- **CONSEGNA A**
Trascriva integralmente l'elenco riportato più sotto, dopo il brano, omettendo le immagini.

——————————

Il caso di Pompeo Mariani appare assai caratteristico ed
istruttivo a colui che lo consideri con una certa
attenzione. Ecco un pittore a cui ben si può affermare che
tutto sia andato a seconda fino dall'inizio della sua
carriera, mentre bisogna riconoscere che egli deve proprio
alle circostanze che più sembrano averlo favorito di non
occupare, ora che è giunto alla piena e savorosa maturità
del versatile e brillante suo talento, il posto a cui
avrebbe diritto nella scala delle reputazioni degli artisti
italiani dell' ultimo trentennio.

——————————

- **CONSEGNA B**
Spieghi, in base al brano su Pompeo Mariani, per quale motivo il suo caso viene definito caratteristico e istruttivo.

- **ELENCO**
——————————

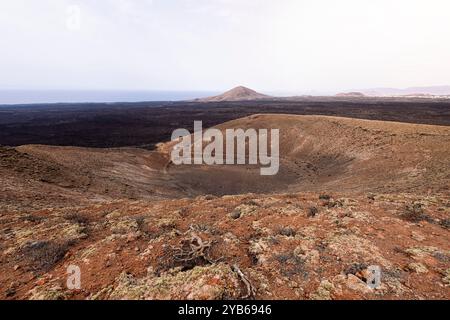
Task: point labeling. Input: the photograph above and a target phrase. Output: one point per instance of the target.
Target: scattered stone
(312, 212)
(417, 267)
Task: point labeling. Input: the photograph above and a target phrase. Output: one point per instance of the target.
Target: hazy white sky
(269, 45)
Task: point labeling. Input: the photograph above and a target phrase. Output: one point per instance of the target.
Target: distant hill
(237, 94)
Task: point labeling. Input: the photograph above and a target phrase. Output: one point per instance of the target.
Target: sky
(298, 46)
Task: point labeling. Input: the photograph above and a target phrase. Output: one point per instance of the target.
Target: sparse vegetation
(415, 213)
(312, 212)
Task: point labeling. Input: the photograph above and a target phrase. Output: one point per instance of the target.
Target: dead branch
(251, 290)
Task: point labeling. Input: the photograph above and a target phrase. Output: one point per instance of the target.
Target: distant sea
(8, 97)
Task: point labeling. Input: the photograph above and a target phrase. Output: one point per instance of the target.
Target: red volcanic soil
(350, 194)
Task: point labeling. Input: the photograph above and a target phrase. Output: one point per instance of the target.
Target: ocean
(8, 97)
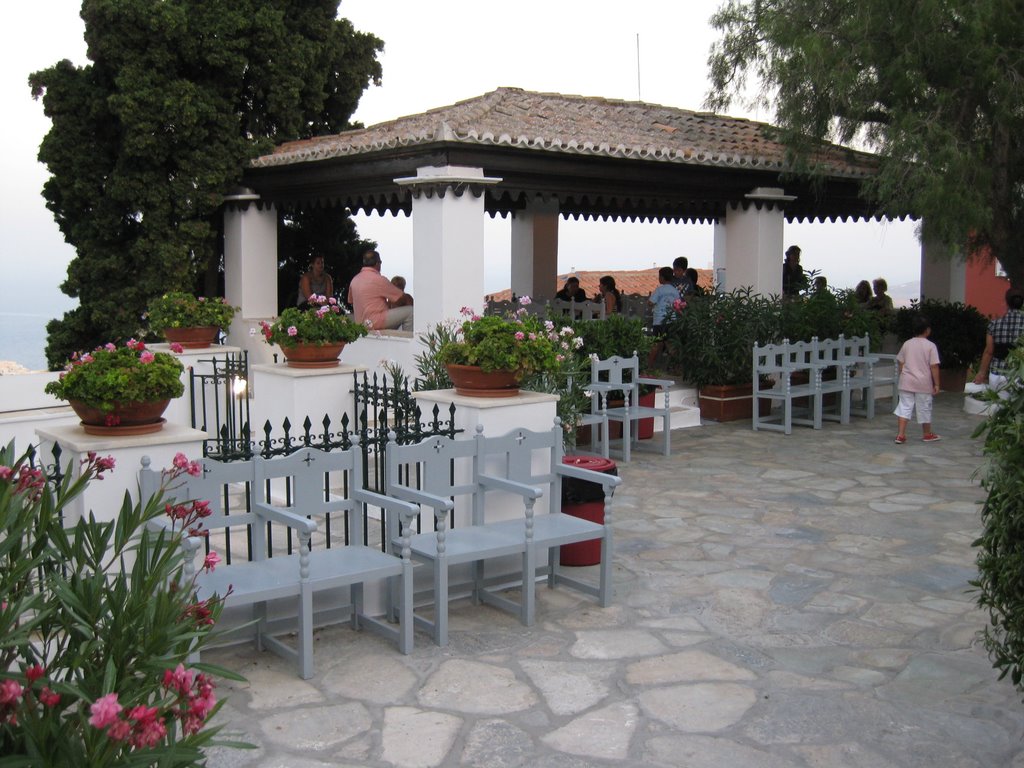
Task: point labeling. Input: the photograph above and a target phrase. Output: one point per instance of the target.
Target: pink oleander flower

——————————

- **RISPOSTA A**
Task: point labeling. Input: the photograph above and a target phrase. Output: one point per instance of the target.
Target: scattered stone
(312, 212)
(417, 267)
Task: point labeling. Input: the photograph above and a target phrase. Output: one point per instance of the target.
Target: hazy white sky
(269, 45)
Task: point labeling. Input: the photograph above and a target phrase. Output: one point per instance of the target.
Target: distant hill
(237, 94)
Task: point labeling. Input: the photograph above and a target phrase. Output: one point per instance of the target.
Target: sky
(298, 46)
Task: point labeling. Input: the photograph above and a target phrase. Output: one point per instance of the target.
Target: sparse vegetation
(415, 213)
(312, 212)
Task: point labeling. Input: the photograph above and a target phrase. Output: one point per instance of the target.
Target: dead branch
(251, 290)
Task: point labeling. Input: the photograph above and a target phrase. Output: one point per instance of the target.
Target: distant sea
(8, 97)
Task: point labeling. Input: the photograph above and a target phrase. Output: one point per instance of the target.
Target: red volcanic soil
(350, 194)
Task: point labeling. Input: the photograph above and a target phrase. Output: one point per instance of the target.
Target: ocean
(8, 97)
Task: point labeling. Input: the photograph above and a target phrase. Output: one point per instance of the target.
Target: pink oleander flower

- **RISPOSTA B**
Tutto è andato bene a Mariani fin dall'inizio della carriera. Eppure, ora che il suo talento è giunto alla piena maturità, egli deve proprio alle circostanze che più sembrano averlo favorito il fatto di non occupare il posto che gli spetterebbe fra gli artisti italiani dell'ultimo trentennio.